══ Text block
Monday, July 18, 2016

Daumier's Hack Drivers

"Cabriolet, sir, sir?" "I can barely afford to walk!" (Le Charivari, 1839)

A good portion of the current cultural image of the cabdriver developed in the Nineteenth Century. Hack and cab drivers were commonly featured in the physiologies – illustrated lists of common urban personalities or character types, a sort of “Who Are The People In Your Neighborhood?” meant to reassure readers that the quickly changing city was still legible.

Honoré Daumier (1808-1879) was one of the great lithographers and caricaturists of the time. Daumier had a keen political conscience, and loved to skewer the powerful and wealthy, not hesitating to take on the King himself. At the same time, Daumier did not exempt everyday Parisians from satire; as Baudelaire put it, Daumier “teaches us to laugh at ourselves.”

Daumier was very conscious of what today might be called the micropolitics of everyday life. He was also particularly observant of the indignities and hidden injustices of transportation—most famously, in his depictions of third class railway passengers, but also the long-suffering riders of omnibuses and stage coaches, and even those travelling by boat on the Seine. He also repeatedly returned to the subject of Parisian fiacres (hacks) and cabriolets (cabs), and the interactions between their drivers and passengers.

In Daumier’s prints, the hackmen are selfish, wily, and unkempt—precisely as they appeared in the work of his contemporaries. However, as a champion of the poor and oppressed, Daumier was more sympathetic to workers, including hackdrivers, than many of the other physiologues of his time. The bottom line for Daumier, nevertheless, is that no one gets off easy, and most often, both drivers and passengers come across as ridiculous figures.

Driver: Where to, bourgeois? Shall it be by the hour or by the trip?
Passenger: Rue St. Honoré.
Driver: What number?
Passenger: I will show you... Rue St. Honoré.
Driver: What number?
Passenger: I don't know!
Driver: Excuse me then: by the hour!
(1841)
Many of Daumier's cab cartoons focus on a common source of contention between drivers and passengers: the method of fare calculation. Decades before the invention of the taximeter, Parisian cabs charged either a flat rate by the trip, or a variable fare based on time. In the above comic, a savvy driver deals effectively with a drunk, disoriented customer. Seeing that the passenger is uncertain of the correct address, the driver declares it a time-based fare, to ensure that he will be paid for the inevitable time spent searching for the actual destination. Like almost all of Daumier’s hackdrivers, the driver here is holding a whip, wearing an overcoat, and sporting a tall plug hat which has become warped and misshapen through long exposure to the elements.
════
══ Dataset rows
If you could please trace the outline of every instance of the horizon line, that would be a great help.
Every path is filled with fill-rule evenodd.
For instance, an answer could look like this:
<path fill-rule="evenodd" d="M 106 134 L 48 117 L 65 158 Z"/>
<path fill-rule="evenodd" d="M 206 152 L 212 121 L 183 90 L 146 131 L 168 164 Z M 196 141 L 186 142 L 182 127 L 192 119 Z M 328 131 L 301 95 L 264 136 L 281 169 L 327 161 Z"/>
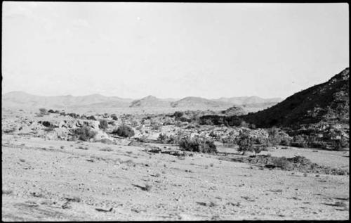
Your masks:
<path fill-rule="evenodd" d="M 21 92 L 21 93 L 25 93 L 25 94 L 31 94 L 31 95 L 33 95 L 33 96 L 44 96 L 44 97 L 56 97 L 56 96 L 73 96 L 73 97 L 79 97 L 79 96 L 93 96 L 93 95 L 99 95 L 99 96 L 105 96 L 105 97 L 117 97 L 117 98 L 122 98 L 122 99 L 133 99 L 133 100 L 139 100 L 139 99 L 142 99 L 142 98 L 147 98 L 147 97 L 149 97 L 149 96 L 153 96 L 153 97 L 155 97 L 157 98 L 159 98 L 159 99 L 183 99 L 183 98 L 188 98 L 188 97 L 197 97 L 197 98 L 205 98 L 205 99 L 209 99 L 209 100 L 216 100 L 216 99 L 220 99 L 220 98 L 244 98 L 244 97 L 246 97 L 246 98 L 250 98 L 250 97 L 258 97 L 258 98 L 262 98 L 262 99 L 273 99 L 273 98 L 277 98 L 277 99 L 284 99 L 285 98 L 284 97 L 269 97 L 269 98 L 263 98 L 263 97 L 260 97 L 260 96 L 258 96 L 256 95 L 251 95 L 251 96 L 220 96 L 219 98 L 205 98 L 205 97 L 202 97 L 202 96 L 185 96 L 185 97 L 180 97 L 180 98 L 175 98 L 175 97 L 166 97 L 166 98 L 160 98 L 160 97 L 157 97 L 157 96 L 153 96 L 153 95 L 151 95 L 151 94 L 149 94 L 146 96 L 143 96 L 143 97 L 141 97 L 141 98 L 124 98 L 124 97 L 121 97 L 121 96 L 106 96 L 106 95 L 103 95 L 103 94 L 101 94 L 100 93 L 95 93 L 95 94 L 85 94 L 85 95 L 72 95 L 72 94 L 62 94 L 62 95 L 54 95 L 54 96 L 47 96 L 47 95 L 39 95 L 39 94 L 32 94 L 32 93 L 28 93 L 28 92 L 26 92 L 26 91 L 8 91 L 8 92 L 6 92 L 6 93 L 3 93 L 1 92 L 1 96 L 3 95 L 5 95 L 6 94 L 9 94 L 9 93 L 13 93 L 13 92 Z"/>

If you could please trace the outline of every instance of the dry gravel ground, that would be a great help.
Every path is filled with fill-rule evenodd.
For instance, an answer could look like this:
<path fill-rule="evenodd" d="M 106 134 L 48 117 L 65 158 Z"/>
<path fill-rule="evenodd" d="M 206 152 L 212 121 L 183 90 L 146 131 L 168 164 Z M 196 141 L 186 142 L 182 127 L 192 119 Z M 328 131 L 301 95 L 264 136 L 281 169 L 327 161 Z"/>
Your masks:
<path fill-rule="evenodd" d="M 349 175 L 260 170 L 216 155 L 179 158 L 138 146 L 2 136 L 3 221 L 349 219 Z M 265 153 L 349 168 L 348 151 Z"/>

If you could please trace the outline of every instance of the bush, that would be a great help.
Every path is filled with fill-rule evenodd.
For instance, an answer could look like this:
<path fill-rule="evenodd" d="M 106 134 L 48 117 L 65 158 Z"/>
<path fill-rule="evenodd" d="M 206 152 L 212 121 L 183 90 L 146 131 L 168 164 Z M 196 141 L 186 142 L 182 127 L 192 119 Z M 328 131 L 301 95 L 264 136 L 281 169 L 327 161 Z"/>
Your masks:
<path fill-rule="evenodd" d="M 222 138 L 222 143 L 224 146 L 233 146 L 237 144 L 237 141 L 235 138 L 229 137 L 229 138 Z"/>
<path fill-rule="evenodd" d="M 173 114 L 173 116 L 175 117 L 180 117 L 183 115 L 184 115 L 184 113 L 183 112 L 176 111 L 176 112 L 174 113 L 174 114 Z"/>
<path fill-rule="evenodd" d="M 40 115 L 48 115 L 48 110 L 46 109 L 46 108 L 39 108 L 39 113 L 40 113 Z"/>
<path fill-rule="evenodd" d="M 200 137 L 184 137 L 179 141 L 179 146 L 185 151 L 199 153 L 217 153 L 213 141 Z"/>
<path fill-rule="evenodd" d="M 336 151 L 341 151 L 344 148 L 349 147 L 348 141 L 345 140 L 344 138 L 338 140 L 333 140 L 332 143 L 332 150 Z"/>
<path fill-rule="evenodd" d="M 181 135 L 170 135 L 169 136 L 166 134 L 161 133 L 157 138 L 157 140 L 159 141 L 161 144 L 178 144 L 178 141 L 181 138 Z"/>
<path fill-rule="evenodd" d="M 253 151 L 253 138 L 250 136 L 246 131 L 241 131 L 237 137 L 237 142 L 239 145 L 238 151 L 243 152 L 242 155 L 245 155 L 246 151 Z"/>
<path fill-rule="evenodd" d="M 93 131 L 91 127 L 84 126 L 74 130 L 74 136 L 80 140 L 88 141 L 93 139 L 96 135 L 96 132 Z"/>
<path fill-rule="evenodd" d="M 257 155 L 262 152 L 263 151 L 266 150 L 265 146 L 253 146 L 253 152 L 255 152 L 255 155 Z"/>
<path fill-rule="evenodd" d="M 117 115 L 116 115 L 116 114 L 111 115 L 111 117 L 112 118 L 113 120 L 115 120 L 115 121 L 118 120 L 118 117 L 117 117 Z"/>
<path fill-rule="evenodd" d="M 135 133 L 132 128 L 126 125 L 119 126 L 117 129 L 112 132 L 112 134 L 117 134 L 121 137 L 131 137 L 134 136 Z"/>
<path fill-rule="evenodd" d="M 108 122 L 105 120 L 100 120 L 99 128 L 102 130 L 106 130 L 109 127 Z"/>
<path fill-rule="evenodd" d="M 291 142 L 292 146 L 307 148 L 308 147 L 307 143 L 305 137 L 303 135 L 297 135 L 293 137 L 293 141 Z"/>
<path fill-rule="evenodd" d="M 149 141 L 147 139 L 147 136 L 145 135 L 142 135 L 139 138 L 135 139 L 137 141 L 139 141 L 140 143 L 147 143 Z"/>
<path fill-rule="evenodd" d="M 76 114 L 74 113 L 68 113 L 67 115 L 73 117 L 73 118 L 79 118 L 80 117 L 79 114 Z"/>
<path fill-rule="evenodd" d="M 150 125 L 152 130 L 159 130 L 161 128 L 161 124 L 157 122 L 152 121 Z"/>
<path fill-rule="evenodd" d="M 91 116 L 88 116 L 86 117 L 87 120 L 94 120 L 94 121 L 96 121 L 96 118 L 95 117 L 94 115 L 91 115 Z"/>

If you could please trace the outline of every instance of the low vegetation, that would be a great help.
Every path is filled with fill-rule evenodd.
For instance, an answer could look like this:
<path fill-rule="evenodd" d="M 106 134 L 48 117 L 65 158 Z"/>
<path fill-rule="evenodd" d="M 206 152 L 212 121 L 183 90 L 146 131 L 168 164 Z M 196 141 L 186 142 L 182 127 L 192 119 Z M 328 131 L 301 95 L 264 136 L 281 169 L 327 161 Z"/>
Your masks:
<path fill-rule="evenodd" d="M 73 138 L 82 141 L 88 141 L 96 135 L 96 132 L 91 127 L 84 126 L 73 131 Z"/>
<path fill-rule="evenodd" d="M 179 141 L 179 146 L 185 151 L 199 153 L 217 153 L 217 148 L 213 140 L 204 137 L 185 136 Z"/>
<path fill-rule="evenodd" d="M 130 138 L 134 136 L 134 130 L 129 126 L 126 125 L 122 125 L 119 126 L 117 129 L 112 132 L 112 134 L 116 134 L 121 137 L 128 137 Z"/>

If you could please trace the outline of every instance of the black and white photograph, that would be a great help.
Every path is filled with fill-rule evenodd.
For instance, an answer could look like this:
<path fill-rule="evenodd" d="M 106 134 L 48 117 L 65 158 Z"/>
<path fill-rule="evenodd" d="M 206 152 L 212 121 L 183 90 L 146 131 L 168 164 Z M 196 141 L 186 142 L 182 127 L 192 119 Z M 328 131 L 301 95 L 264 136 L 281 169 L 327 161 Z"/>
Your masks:
<path fill-rule="evenodd" d="M 3 1 L 2 221 L 348 220 L 349 8 Z"/>

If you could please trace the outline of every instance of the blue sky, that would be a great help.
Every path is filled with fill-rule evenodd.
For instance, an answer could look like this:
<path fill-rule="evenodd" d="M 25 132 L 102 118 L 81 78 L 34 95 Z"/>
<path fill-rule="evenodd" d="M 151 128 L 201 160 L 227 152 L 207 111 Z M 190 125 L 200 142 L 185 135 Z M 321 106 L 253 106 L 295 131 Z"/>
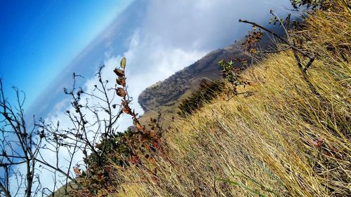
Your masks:
<path fill-rule="evenodd" d="M 0 77 L 6 93 L 15 86 L 30 105 L 131 1 L 0 1 Z"/>
<path fill-rule="evenodd" d="M 239 18 L 267 25 L 271 8 L 284 16 L 289 4 L 289 0 L 0 1 L 0 77 L 6 94 L 13 85 L 26 93 L 29 117 L 59 121 L 61 128 L 69 128 L 65 113 L 74 109 L 62 89 L 72 85 L 72 72 L 85 76 L 78 86 L 91 93 L 98 66 L 105 64 L 104 79 L 114 81 L 112 71 L 124 56 L 132 108 L 142 114 L 136 101 L 143 90 L 242 39 L 251 27 Z M 109 93 L 114 95 L 113 90 Z M 85 99 L 91 104 L 100 102 Z M 93 120 L 95 114 L 86 118 Z M 122 116 L 117 124 L 117 130 L 124 131 L 132 121 Z M 53 154 L 45 156 L 55 161 Z M 43 186 L 52 184 L 51 176 L 43 179 Z"/>

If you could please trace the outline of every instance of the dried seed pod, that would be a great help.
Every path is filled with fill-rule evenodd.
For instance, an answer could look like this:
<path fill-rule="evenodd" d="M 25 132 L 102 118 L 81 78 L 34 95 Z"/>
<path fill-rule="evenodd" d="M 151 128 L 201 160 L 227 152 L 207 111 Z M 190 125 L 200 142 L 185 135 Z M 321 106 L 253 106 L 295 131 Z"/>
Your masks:
<path fill-rule="evenodd" d="M 125 77 L 119 77 L 116 79 L 116 83 L 118 85 L 122 86 L 123 87 L 126 86 L 126 78 Z"/>
<path fill-rule="evenodd" d="M 124 77 L 124 71 L 122 69 L 114 69 L 113 72 L 119 77 Z"/>
<path fill-rule="evenodd" d="M 126 93 L 126 90 L 124 90 L 124 89 L 122 88 L 117 88 L 116 93 L 117 94 L 117 95 L 119 95 L 121 97 L 124 97 L 127 95 L 127 93 Z"/>
<path fill-rule="evenodd" d="M 122 60 L 121 60 L 121 68 L 124 69 L 126 67 L 126 57 L 123 57 Z"/>

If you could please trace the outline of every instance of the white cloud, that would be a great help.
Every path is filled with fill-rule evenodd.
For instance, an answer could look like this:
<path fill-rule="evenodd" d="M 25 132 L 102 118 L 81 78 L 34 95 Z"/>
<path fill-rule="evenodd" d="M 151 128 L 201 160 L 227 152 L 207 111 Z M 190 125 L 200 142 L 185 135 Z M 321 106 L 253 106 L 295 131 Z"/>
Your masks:
<path fill-rule="evenodd" d="M 258 22 L 267 21 L 270 8 L 275 5 L 277 10 L 282 12 L 282 4 L 289 4 L 289 1 L 150 1 L 142 25 L 131 35 L 128 50 L 114 56 L 111 56 L 114 54 L 109 51 L 105 53 L 104 79 L 114 83 L 116 76 L 112 71 L 119 64 L 121 57 L 126 57 L 128 93 L 133 97 L 132 107 L 143 114 L 137 103 L 143 90 L 194 63 L 211 50 L 239 39 L 250 27 L 237 22 L 239 18 Z M 83 87 L 84 91 L 91 92 L 96 83 L 96 76 L 88 79 Z M 112 91 L 110 94 L 114 93 Z M 90 99 L 91 103 L 100 102 L 89 97 L 86 98 Z M 67 104 L 67 101 L 63 100 L 56 104 L 47 121 L 59 120 L 61 127 L 69 127 L 70 121 L 64 111 L 74 110 Z M 86 118 L 94 120 L 93 114 L 86 112 Z M 101 118 L 106 117 L 106 114 L 100 115 Z M 132 124 L 131 118 L 124 115 L 118 124 L 119 130 L 123 131 Z M 62 153 L 60 157 L 67 156 Z M 52 154 L 47 154 L 48 159 L 54 161 L 52 157 Z M 81 153 L 77 155 L 74 162 L 81 160 Z M 41 178 L 48 186 L 52 184 L 51 177 L 42 175 Z"/>

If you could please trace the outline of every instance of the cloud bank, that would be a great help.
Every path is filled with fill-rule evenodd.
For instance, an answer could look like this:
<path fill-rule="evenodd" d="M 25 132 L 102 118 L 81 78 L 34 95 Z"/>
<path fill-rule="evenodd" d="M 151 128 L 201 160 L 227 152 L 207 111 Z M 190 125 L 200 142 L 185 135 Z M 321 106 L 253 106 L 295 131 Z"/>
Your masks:
<path fill-rule="evenodd" d="M 128 93 L 134 98 L 132 107 L 140 114 L 143 111 L 137 103 L 137 98 L 141 91 L 194 63 L 211 50 L 230 45 L 246 34 L 251 27 L 239 23 L 239 18 L 265 24 L 269 20 L 270 9 L 284 13 L 284 6 L 290 4 L 284 0 L 153 0 L 147 2 L 141 25 L 133 29 L 128 37 L 128 50 L 121 54 L 112 54 L 112 50 L 105 51 L 105 68 L 102 72 L 104 79 L 113 83 L 116 78 L 113 69 L 119 64 L 122 57 L 126 57 Z M 114 36 L 114 34 L 109 34 L 108 36 Z M 106 44 L 110 48 L 118 47 L 110 43 Z M 88 79 L 83 86 L 84 91 L 91 91 L 97 81 L 96 76 Z M 93 103 L 98 102 L 93 98 L 89 99 Z M 67 101 L 58 103 L 46 117 L 47 121 L 60 121 L 62 127 L 68 127 L 64 125 L 69 122 L 64 111 L 72 109 L 67 104 Z M 121 132 L 132 125 L 132 121 L 125 115 L 119 120 L 118 124 L 118 130 Z M 81 158 L 82 154 L 77 156 Z M 78 161 L 77 158 L 76 161 Z M 42 182 L 48 186 L 52 184 L 51 177 L 43 174 L 41 177 L 45 179 Z"/>

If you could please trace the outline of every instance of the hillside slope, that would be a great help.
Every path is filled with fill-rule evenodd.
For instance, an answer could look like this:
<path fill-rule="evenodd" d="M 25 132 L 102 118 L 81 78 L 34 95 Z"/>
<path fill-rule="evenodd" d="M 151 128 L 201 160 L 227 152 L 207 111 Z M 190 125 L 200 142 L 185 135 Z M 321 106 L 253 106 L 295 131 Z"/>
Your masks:
<path fill-rule="evenodd" d="M 274 30 L 278 34 L 284 34 L 282 28 L 274 27 Z M 138 98 L 144 111 L 159 111 L 164 107 L 174 108 L 180 99 L 186 97 L 197 89 L 201 79 L 214 80 L 221 78 L 220 67 L 218 65 L 218 62 L 221 60 L 246 58 L 250 64 L 251 57 L 241 49 L 244 40 L 245 39 L 224 48 L 213 50 L 164 81 L 144 90 Z M 263 49 L 272 48 L 275 46 L 274 41 L 267 35 L 264 35 L 259 46 Z M 239 66 L 239 64 L 237 65 Z M 172 107 L 166 108 L 172 109 Z"/>
<path fill-rule="evenodd" d="M 317 55 L 306 80 L 291 51 L 164 134 L 166 155 L 116 168 L 119 196 L 350 196 L 351 15 L 343 1 L 292 34 Z M 312 88 L 317 90 L 312 90 Z"/>

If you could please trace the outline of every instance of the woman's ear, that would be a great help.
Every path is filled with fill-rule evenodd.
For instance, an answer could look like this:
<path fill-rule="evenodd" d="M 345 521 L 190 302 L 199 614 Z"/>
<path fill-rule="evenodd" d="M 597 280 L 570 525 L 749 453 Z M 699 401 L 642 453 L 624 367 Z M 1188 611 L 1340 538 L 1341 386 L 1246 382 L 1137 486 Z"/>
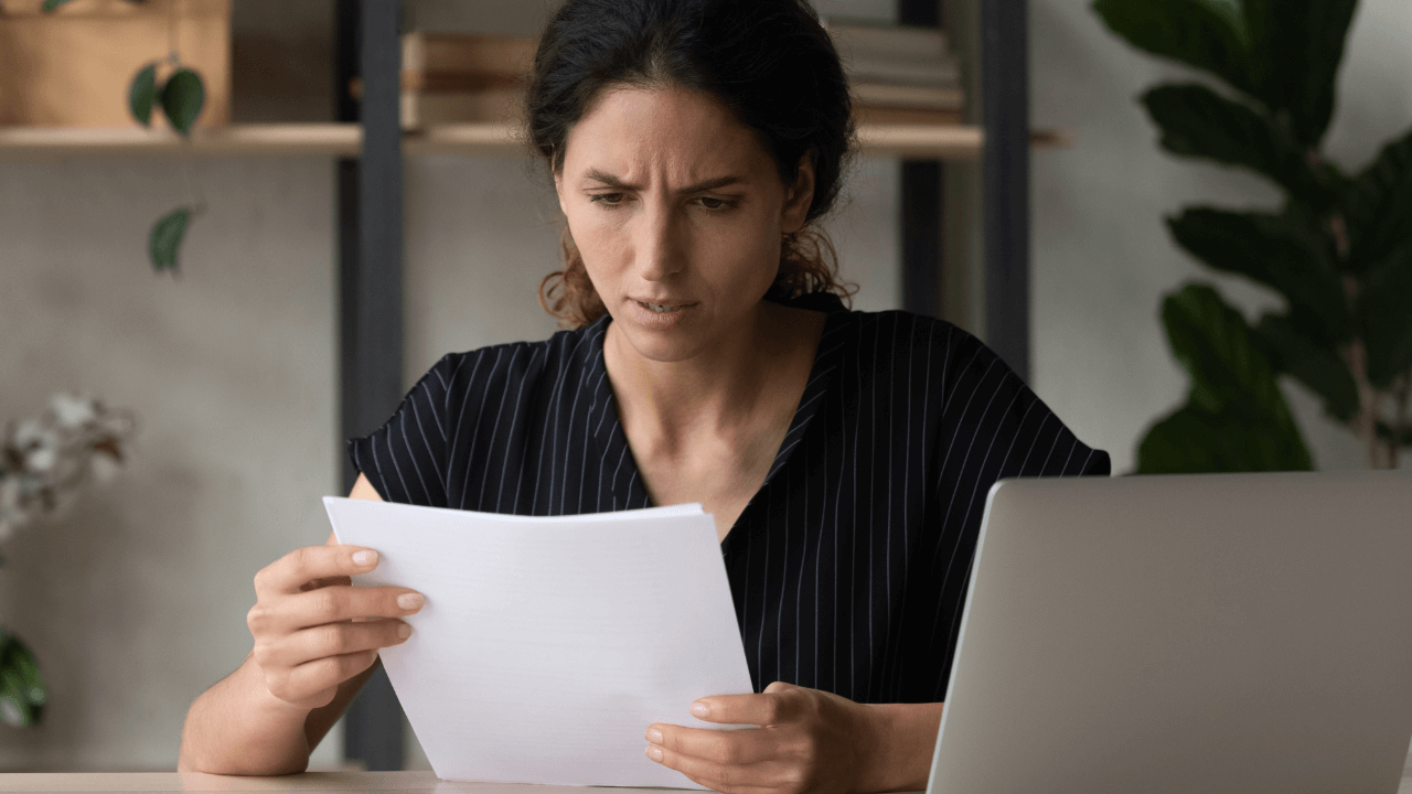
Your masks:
════
Things to do
**A)** In the piece on Daumier's hack drivers, which forms of transportation does it say Daumier depicted? List each one.
**B)** Carry on the piece about Daumier's hack drivers from its final sentence.
This data has no connection to the piece on Daumier's hack drivers.

Answer set
**A)** third class railway, omnibuses, stage coaches, boats on the Seine, fiacres (hacks), cabriolets (cabs)

**B)**
COACHMAN:  Go on, Gentlemen, argue over my cab as much as you like. But argue by the hour, for I will have my pay! (Le Charivari, 1855)
This driver waits stoically for two disputing passengers to duke it out over his cab, while insisting that he will be paid for the wasted time.

By the Minute: "Driver, you're hardly moving!" "Driver, you're not going anywhere!" (Le Charivari, 1857)
Since the per-hour rate was slightly higher than the per-trip rate, it was often advantageous for drivers to give rides by time rather than by trip—leading in turn to suspicions by passengers that drivers were driving intentionally slowly, in order to “run up the fare.” Daumier illustrates these concerns with these two excruciatingly slow drivers, grinning like Cheshire cats at the complaints of the helpless businessmen trapped in their vehicles.

A fiacre by the hour. (Le Charivari, 1839)
Less conspiratorially, in this illustration the driver has simply fallen asleep through exhaustion, to the consternation of his passenger, who is paying by the hour. The yellow body and black top was typical of Paris cabs in this era.

Daumier would return to the theme of the sleeping fiacre driver in a later cartoon:

"Look here, driver, look here... what are you thinking? I will never arrive at the train on time... I will miss the train!" (The driver continues to voyage through the land of dreams.) (Le Charivari, 1864)

"Driver, stop! I will pay by the hour!"
"By the hour? In the rain? You insult me!"
(Le Charivari, 1864)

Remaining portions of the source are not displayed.